* WORK TASK *
Can you format the lines of the records as a Markdown table with a "Row" column for the row number and a "Line" column for the line's text, leaving out blank lines? Start with the line that contains "For every <instance>, write" and go on through the line that contains "box: [80, 0, 1053, 472]".

* EXTRACTED MATERIAL *
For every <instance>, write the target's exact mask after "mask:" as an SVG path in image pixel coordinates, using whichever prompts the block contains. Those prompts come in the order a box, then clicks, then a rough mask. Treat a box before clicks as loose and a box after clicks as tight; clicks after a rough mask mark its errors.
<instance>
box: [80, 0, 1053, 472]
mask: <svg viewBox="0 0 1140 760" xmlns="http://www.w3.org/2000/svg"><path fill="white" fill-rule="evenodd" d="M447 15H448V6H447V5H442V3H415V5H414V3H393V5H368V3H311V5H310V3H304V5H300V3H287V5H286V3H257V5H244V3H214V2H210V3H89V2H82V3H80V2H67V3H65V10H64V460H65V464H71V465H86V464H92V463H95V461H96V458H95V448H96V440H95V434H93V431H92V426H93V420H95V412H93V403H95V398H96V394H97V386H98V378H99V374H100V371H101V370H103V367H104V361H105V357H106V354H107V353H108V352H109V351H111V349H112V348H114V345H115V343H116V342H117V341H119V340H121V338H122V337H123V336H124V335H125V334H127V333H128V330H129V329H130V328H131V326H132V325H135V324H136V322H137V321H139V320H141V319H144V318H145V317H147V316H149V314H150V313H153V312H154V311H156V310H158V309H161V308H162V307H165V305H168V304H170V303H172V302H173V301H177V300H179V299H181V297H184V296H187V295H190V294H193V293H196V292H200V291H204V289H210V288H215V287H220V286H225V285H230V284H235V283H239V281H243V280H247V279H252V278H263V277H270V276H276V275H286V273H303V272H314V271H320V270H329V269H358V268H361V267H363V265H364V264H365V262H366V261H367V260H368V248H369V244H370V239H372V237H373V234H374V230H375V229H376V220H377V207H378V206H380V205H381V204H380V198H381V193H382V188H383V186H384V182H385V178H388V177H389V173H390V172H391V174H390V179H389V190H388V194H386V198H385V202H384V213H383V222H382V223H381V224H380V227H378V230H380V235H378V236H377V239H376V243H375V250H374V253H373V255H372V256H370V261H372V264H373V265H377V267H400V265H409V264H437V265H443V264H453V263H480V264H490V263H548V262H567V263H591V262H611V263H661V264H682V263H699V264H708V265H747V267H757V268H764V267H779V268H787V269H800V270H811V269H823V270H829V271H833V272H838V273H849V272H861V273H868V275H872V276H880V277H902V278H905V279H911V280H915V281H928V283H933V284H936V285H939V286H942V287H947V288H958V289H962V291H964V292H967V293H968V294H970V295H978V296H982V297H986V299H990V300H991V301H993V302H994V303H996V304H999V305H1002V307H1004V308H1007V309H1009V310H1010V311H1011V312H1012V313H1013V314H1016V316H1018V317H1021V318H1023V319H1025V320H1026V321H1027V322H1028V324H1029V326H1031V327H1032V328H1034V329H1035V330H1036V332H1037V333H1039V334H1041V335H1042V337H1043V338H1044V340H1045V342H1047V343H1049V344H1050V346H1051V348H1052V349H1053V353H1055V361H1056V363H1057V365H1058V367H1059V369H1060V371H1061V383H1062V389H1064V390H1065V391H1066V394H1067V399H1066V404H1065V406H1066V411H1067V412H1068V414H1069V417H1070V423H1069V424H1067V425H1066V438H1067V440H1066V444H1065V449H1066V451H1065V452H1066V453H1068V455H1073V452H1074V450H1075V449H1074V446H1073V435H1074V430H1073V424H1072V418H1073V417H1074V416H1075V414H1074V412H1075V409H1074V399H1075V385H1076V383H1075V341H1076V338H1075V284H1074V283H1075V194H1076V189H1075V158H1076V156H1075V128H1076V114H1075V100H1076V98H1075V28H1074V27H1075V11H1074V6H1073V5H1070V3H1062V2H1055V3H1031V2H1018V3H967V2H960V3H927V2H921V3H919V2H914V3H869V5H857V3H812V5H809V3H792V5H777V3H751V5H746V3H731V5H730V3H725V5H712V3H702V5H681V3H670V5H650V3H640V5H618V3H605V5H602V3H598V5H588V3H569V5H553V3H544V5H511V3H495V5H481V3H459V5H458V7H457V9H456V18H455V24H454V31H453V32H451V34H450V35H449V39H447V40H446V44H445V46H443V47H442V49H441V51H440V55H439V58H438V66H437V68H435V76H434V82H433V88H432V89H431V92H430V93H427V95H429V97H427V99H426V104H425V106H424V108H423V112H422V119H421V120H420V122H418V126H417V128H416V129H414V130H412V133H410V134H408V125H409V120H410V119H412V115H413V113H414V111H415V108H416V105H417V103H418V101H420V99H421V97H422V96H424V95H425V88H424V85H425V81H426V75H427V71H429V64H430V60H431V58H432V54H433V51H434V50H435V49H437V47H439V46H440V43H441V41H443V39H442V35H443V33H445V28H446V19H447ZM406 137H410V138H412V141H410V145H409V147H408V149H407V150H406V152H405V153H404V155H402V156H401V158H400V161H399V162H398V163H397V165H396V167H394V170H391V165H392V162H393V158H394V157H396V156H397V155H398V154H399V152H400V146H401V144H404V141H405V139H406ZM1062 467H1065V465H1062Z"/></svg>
---
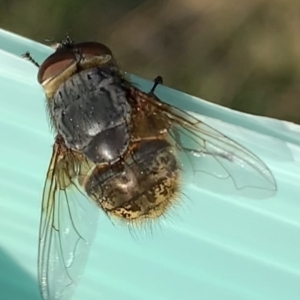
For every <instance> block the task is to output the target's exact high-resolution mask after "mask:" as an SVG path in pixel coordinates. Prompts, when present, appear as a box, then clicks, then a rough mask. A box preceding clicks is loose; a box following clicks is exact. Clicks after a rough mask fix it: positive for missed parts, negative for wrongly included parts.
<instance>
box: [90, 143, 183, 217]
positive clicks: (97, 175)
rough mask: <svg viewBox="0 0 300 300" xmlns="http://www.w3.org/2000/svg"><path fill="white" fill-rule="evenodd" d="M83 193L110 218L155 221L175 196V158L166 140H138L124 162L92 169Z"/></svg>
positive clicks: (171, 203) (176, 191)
* * *
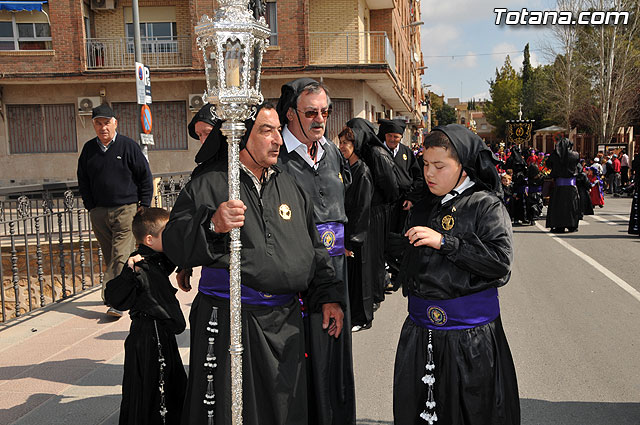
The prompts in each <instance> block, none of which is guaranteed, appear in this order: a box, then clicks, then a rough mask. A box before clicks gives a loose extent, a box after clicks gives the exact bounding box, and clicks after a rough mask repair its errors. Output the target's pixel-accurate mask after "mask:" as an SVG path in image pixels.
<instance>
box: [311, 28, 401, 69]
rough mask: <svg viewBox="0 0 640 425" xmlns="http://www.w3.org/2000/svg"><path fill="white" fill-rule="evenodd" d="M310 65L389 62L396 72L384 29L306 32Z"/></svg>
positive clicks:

* WRITTEN SOLUTION *
| Row | Line |
|---|---|
| 1 | For every <instance>, write the target's exact mask after "mask:" as an SVG path in image pixel coordinates, using whichever prompts the block contains. Those prompts come in the order a box, then clicks, then a rough mask. Treat a box before clicks as loose and a box after clicks as tight; clicks after a rough mask mark its errors. |
| 2 | <instance> |
| 3 | box: [80, 0, 1053, 472] |